What the exercise asks:
Can you repeat, word for word, the whole text below on buying shares directly versus investing through a fund?

Text section:
========
When it comes to investing your money in companies, there are two main approaches. You can buy company shares directly, or put your money into a fund which does the work for you. Read on to discover what’s right for you.

Investing in shares, typically through a stockbroker, lets you plump for companies you think will rise in value over time. We call that DIY investing.

When you use an investment fund, a professional fund manager invests on your behalf in a range of assets.

How much control do you want?

The big advantage of investing in shares is that you control exactly what you own. As a part-owner of the company, you can add to or sell your holding any time.

If you’ve invested in funds, the fund manager will take those decisions on your behalf.

The DIY approach means you’ll have to do your own research and admin regarding your investments.

If you choose the funds route, you can decide the broad direction, and the fund manager takes care of the day-to-day details. Many people like this approach, because once the investment plan is in place, they find it easy to keep doing the right thing with their money.

How will you spread your risk?

It’s hard work to truly spread your risk – and your opportunities for growth – if you invest directly in shares.

Some experts say you’d need to invest at least 20 companies in different industries and regions to spread your risk responsibly. You’d probably need to research and monitor many more.

One reason funds are attractive because they offer a much easier way to diversify your investments.
========
Information shown:
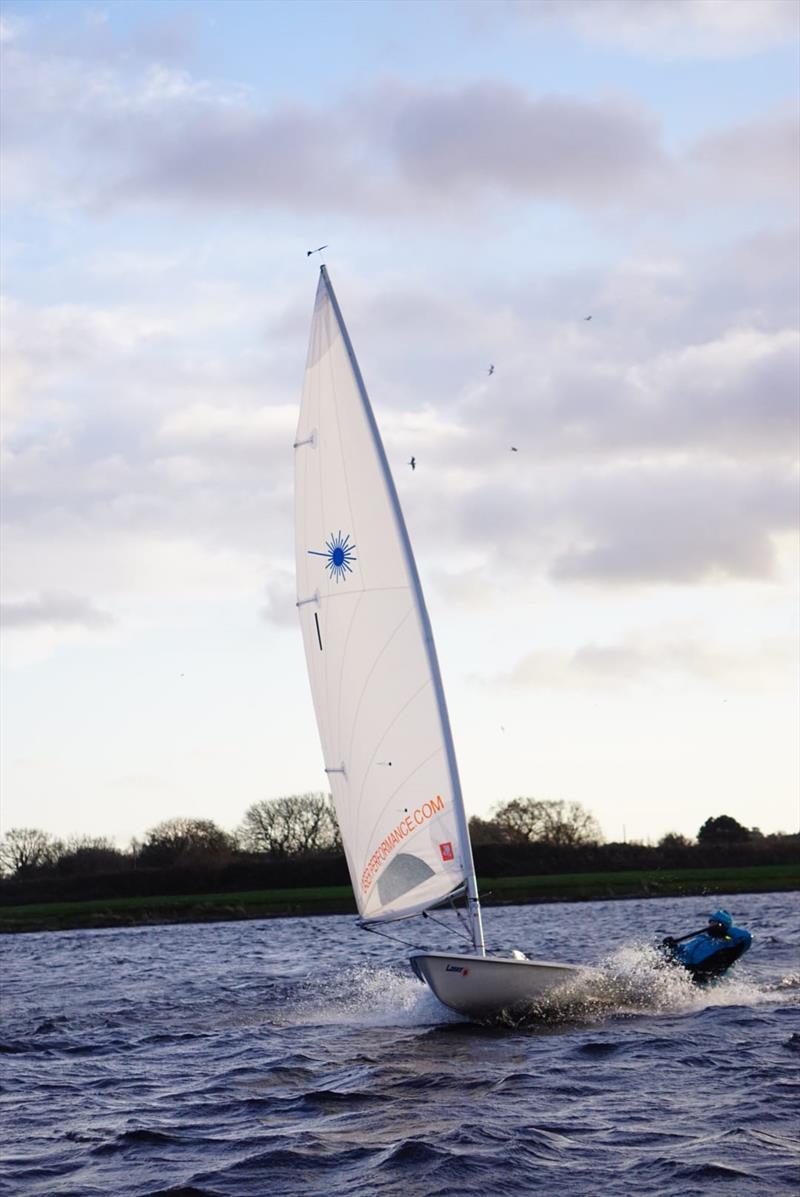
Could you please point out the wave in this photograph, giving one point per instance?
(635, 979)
========
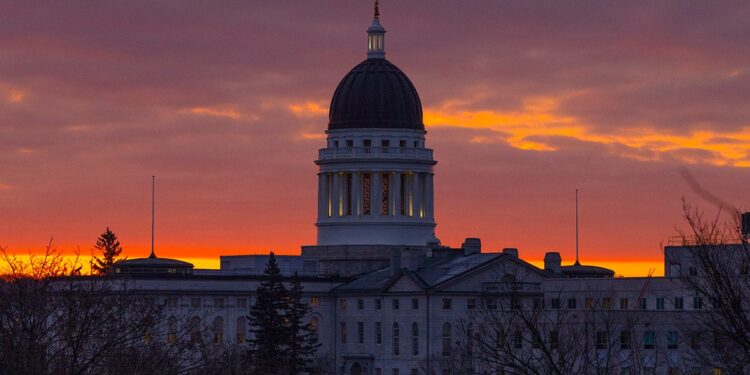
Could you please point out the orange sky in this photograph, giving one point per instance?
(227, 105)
========
Result:
When it comes to investing your money in companies, there are two main approaches. You can buy company shares directly, or put your money into a fund which does the work for you. Read on to discover what’s right for you.

Investing in shares, typically through a stockbroker, lets you plump for companies you think will rise in value over time. We call that DIY investing.

When you use an investment fund, a professional fund manager invests on your behalf in a range of assets.

How much control do you want?

The big advantage of investing in shares is that you control exactly what you own. As a part-owner of the company, you can add to or sell your holding any time.

If you’ve invested in funds, the fund manager will take those decisions on your behalf.

The DIY approach means you’ll have to do your own research and admin regarding your investments.

If you choose the funds route, you can decide the broad direction, and the fund manager takes care of the day-to-day details. Many people like this approach, because once the investment plan is in place, they find it easy to keep doing the right thing with their money.

How will you spread your risk?

It’s hard work to truly spread your risk – and your opportunities for growth – if you invest directly in shares.

Some experts say you’d need to invest at least 20 companies in different industries and regions to spread your risk responsibly. You’d probably need to research and monitor many more.

One reason funds are attractive because they offer a much easier way to diversify your investments.